実施する課題 —
• a. X線撮影の記事について、次の問いに答えよ。
(i) 健康診断でX線撮影の際に飲んだものは何か。
(ii) 見学した資料館の名称は何か。
(iii) 水田で風に揺れているものは何か。
• b. X線撮影の記事の内容と一致するかを判定せよ。各文について「はい」か「いいえ」で答え、根拠となる本文の語句をそのまま引用すること。
(i) 資料館の展示は見ごたえがなかった。
(ii) X線写真は一つの角度からのみ撮影する。
(iii) 展示の中に、昔近所の医院で見たのと同じレントゲン機器があった。
• c. X線撮影の記事の最後の一文に続けて、本文を再開せよ。

ページ抜粋 —
● ● ●

電網郊外散歩道

本と音楽を片手に、電網郊外を散歩する風情で身辺の出来事を記録。退職後は果樹園農業と野菜作りにも取り組んでいます。

X線撮影のこと

2006年05月16日 21時12分35秒 | 健康
ライラックの花盛りの今日このごろ、水田には田植えを終えたばかりの細い稲苗が風に揺れている。先日、健康診断でX線撮影を行った。バリウム世代という言葉のとおり、どろりとした白い硫酸バリウムを飲み、さまざまな角度からX線写真を撮る。どこかに異常ははないか、読影者の観察眼と経験によるところが大きいのだろう。最近は、集団検診の非効率性や弊害を指摘する声もあるようだが、第一次スクリーニングの意味は大きいのではないか。

以前、京都の島津製作所の歴史を展示した、島津創業記念資料館(*)を見学したことがある。興味深い展示が多数あり、見ごたえがあった。その中で、医療用レントゲン機器の展示コーナーが目に付いた。昔、近所の医院で見たのと同じレントゲン機器があった。

● ● ●

情報 —
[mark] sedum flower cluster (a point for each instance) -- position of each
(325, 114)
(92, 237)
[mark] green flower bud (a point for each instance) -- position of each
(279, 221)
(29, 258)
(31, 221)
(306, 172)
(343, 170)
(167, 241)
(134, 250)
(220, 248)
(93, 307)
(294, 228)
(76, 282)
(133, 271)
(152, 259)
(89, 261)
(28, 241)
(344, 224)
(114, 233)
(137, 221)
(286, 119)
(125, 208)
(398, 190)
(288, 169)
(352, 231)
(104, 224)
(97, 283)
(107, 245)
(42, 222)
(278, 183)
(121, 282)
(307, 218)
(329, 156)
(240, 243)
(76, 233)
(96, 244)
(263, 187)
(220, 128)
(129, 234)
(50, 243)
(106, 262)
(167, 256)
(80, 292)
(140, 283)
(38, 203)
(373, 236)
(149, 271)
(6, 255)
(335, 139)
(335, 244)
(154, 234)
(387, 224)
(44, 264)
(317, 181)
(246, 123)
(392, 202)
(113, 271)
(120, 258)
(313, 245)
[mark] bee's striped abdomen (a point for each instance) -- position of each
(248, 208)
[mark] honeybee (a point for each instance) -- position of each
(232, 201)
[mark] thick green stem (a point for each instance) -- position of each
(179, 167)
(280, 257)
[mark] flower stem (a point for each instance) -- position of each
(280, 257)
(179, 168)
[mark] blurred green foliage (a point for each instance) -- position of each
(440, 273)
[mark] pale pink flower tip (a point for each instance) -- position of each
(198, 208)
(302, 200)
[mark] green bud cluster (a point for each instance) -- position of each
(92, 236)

● ● ●

各項目の解答 —
• a.
(i) どろりとした白い硫酸バリウム
(ii) 島津創業記念資料館
(iii) 田植えを終えたばかりの細い稲苗

• b.
(i) いいえ。「興味深い展示が多数あり、見ごたえがあった」
(ii) いいえ。「さまざまな角度からX線写真を撮る」
(iii) はい。「昔、近所の医院で見たのと同じレントゲン機器があった」

• c.
昭和38年頃の話だが、医療用レントゲンは、フィルムに焼き付ける方法と直接影像を見る方法と、二つの方法があった。フィルムに焼き付ける方は、保険以外に現像代などのお金が余分にかかった。だから、貧しい患者は注意深くフィルムを読影することができず、一瞬の判断で見落しも起こる。また、鉛のエプロンをするとはいえ、直接影像を見るわけだから、医師もかなりの放射線を浴びることになる。近所の医師は、患者にフィルムか直読かを尋ね、要望に応じてX線撮影を行っていたようだ。今考えると、自分の命を削りながらの仕事である。この医師はたしか60歳台の年齢で亡くなったのではなかったか。息子が医師となり医院の後を継ぎ、親子二代にわたって地域医療に貢献した。息子の方の先生も、寝たきりの祖父、全盲の祖母と、20年にわたりわが家に往診に来てくれた。先年亡くなったが、立派な医師の親子だったと思う。

島津製作所は、医療用レントゲン機器のパイオニア・メーカーの一つであり、研究の過程で放射線障害により犠牲となった人もいたという。医療用レントゲン機器の展示を見ているうちに、遠い記憶がよみがえり、ある医師の親子を思い出した。